- GIVEN INSTRUCTION
Copy every line of the material below word for word, keeping the original order.

━━━━━━━━

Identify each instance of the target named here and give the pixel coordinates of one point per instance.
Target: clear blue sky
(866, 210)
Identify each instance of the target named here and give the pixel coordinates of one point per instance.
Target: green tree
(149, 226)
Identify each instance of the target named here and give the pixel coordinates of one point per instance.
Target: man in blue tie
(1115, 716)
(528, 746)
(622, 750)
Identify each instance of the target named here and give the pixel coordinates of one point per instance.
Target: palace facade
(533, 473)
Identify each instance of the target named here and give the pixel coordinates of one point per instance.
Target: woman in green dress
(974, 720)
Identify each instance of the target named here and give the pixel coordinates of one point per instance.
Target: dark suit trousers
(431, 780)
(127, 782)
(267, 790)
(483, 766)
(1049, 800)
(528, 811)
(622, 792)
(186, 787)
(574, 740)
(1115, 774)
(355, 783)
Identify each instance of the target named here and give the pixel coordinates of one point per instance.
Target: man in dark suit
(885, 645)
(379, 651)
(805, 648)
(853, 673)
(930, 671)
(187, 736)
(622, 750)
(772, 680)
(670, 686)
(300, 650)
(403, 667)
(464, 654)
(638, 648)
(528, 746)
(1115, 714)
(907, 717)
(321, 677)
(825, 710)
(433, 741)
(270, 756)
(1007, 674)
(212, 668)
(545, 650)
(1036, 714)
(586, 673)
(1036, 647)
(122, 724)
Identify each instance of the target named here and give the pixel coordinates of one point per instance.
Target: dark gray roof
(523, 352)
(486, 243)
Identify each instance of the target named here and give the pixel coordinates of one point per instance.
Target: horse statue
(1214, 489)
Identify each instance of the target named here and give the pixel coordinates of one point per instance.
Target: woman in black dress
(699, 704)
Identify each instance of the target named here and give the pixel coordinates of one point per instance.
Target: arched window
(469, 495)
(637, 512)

━━━━━━━━

- ANSWER TO THIS PROBLEM
Identify each instance of the target named here and give the pixel coordinates of one point per instance.
Target: clear blue sky
(866, 210)
Identify each instance of the target named here and give the pixel coordinates of one point per instance.
Target: green tree
(149, 226)
Identify each instance of the target named here and give the pixel coordinates of one point per instance.
Target: man in blue tie
(1115, 716)
(528, 746)
(622, 750)
Identify each instance of the target named here and give the pixel coordinates of one point per instance.
Target: palace facade
(533, 473)
Identify each instance of the target named here and give the pixel coordinates of one point per instance.
Target: woman in green dress
(974, 720)
Identify each instance of the target named here and give the pixel coordinates of one point per instance.
Target: dark suit trousers
(431, 780)
(127, 782)
(267, 790)
(483, 766)
(1049, 800)
(528, 811)
(622, 792)
(186, 787)
(574, 740)
(1115, 774)
(355, 783)
Identify each instance of the target named here and give the pixel coordinates of one point per instance.
Target: man in dark suit
(885, 645)
(379, 651)
(805, 648)
(853, 673)
(930, 671)
(187, 736)
(622, 750)
(772, 680)
(670, 686)
(300, 650)
(403, 667)
(464, 654)
(638, 648)
(528, 746)
(1115, 714)
(907, 717)
(321, 677)
(825, 710)
(433, 741)
(270, 756)
(1007, 674)
(212, 668)
(545, 650)
(1036, 714)
(586, 673)
(1036, 647)
(122, 724)
Identify each instance of the target named here and give the pixel coordinates of one point per instance.
Target: dark gray roof
(523, 352)
(486, 243)
Identify each instance of the target named here and give the pixel coordinates of one point per instance.
Target: horse statue
(1214, 489)
Identify each instance of the target named here and give the pixel coordinates of one point per instance.
Target: woman in black dress
(699, 704)
Identify each instance of the target named here and give the pixel coordinates of one point per instance.
Target: arched window
(469, 495)
(637, 512)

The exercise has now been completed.